[start Stored records]

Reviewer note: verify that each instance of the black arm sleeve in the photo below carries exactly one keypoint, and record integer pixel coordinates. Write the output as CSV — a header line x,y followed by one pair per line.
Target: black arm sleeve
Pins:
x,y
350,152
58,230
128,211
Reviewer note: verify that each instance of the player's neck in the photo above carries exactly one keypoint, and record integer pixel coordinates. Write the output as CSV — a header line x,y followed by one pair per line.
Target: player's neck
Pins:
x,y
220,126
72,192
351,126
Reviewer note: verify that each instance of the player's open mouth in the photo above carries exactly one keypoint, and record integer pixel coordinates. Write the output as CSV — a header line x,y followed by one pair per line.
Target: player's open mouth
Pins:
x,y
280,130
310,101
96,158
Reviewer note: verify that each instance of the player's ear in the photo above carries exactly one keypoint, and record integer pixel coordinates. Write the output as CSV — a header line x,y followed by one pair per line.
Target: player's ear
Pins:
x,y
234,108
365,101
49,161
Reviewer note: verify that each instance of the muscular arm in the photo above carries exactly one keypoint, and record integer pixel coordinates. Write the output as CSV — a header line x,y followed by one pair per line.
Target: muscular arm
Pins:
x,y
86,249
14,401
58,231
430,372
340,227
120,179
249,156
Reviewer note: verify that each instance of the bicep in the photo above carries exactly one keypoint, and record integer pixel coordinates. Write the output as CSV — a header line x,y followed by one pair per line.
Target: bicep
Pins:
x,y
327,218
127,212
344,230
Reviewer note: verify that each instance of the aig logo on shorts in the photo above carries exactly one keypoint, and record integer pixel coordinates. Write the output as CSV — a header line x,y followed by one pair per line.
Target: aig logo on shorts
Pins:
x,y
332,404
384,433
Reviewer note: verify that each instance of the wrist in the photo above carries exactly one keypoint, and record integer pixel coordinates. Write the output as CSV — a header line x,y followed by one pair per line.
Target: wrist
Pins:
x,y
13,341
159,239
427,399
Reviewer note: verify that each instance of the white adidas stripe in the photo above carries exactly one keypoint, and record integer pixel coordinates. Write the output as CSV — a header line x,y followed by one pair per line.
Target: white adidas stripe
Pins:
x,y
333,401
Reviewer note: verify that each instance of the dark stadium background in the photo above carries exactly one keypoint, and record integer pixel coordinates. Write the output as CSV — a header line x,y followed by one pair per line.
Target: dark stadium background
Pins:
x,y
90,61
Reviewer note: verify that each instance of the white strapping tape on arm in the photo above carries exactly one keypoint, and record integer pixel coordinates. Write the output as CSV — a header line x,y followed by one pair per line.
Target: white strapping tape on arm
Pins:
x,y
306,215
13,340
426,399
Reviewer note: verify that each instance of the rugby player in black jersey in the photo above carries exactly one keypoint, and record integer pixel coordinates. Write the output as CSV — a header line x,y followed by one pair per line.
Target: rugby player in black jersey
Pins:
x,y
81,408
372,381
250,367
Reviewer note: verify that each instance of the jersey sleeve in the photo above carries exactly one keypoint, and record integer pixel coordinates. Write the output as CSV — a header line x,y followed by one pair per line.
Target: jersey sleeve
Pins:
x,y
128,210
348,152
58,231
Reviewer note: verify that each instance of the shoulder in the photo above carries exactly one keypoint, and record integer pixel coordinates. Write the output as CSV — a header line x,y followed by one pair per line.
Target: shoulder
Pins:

[end Stored records]

## Exercise description
Present everything from the line containing "Reviewer note: verify that each instance of the shoulder" down to the end of the records above as a numbered list, leaving out any blank lines.

## Solution to this task
1. Reviewer note: verify that each instance of the shoulder in the photo above carries exactly one keypoint, and record integer pixel coordinates. Write the output as CSV — a header line x,y followed by one pair per line.
2. Target: shoulder
3. Pins:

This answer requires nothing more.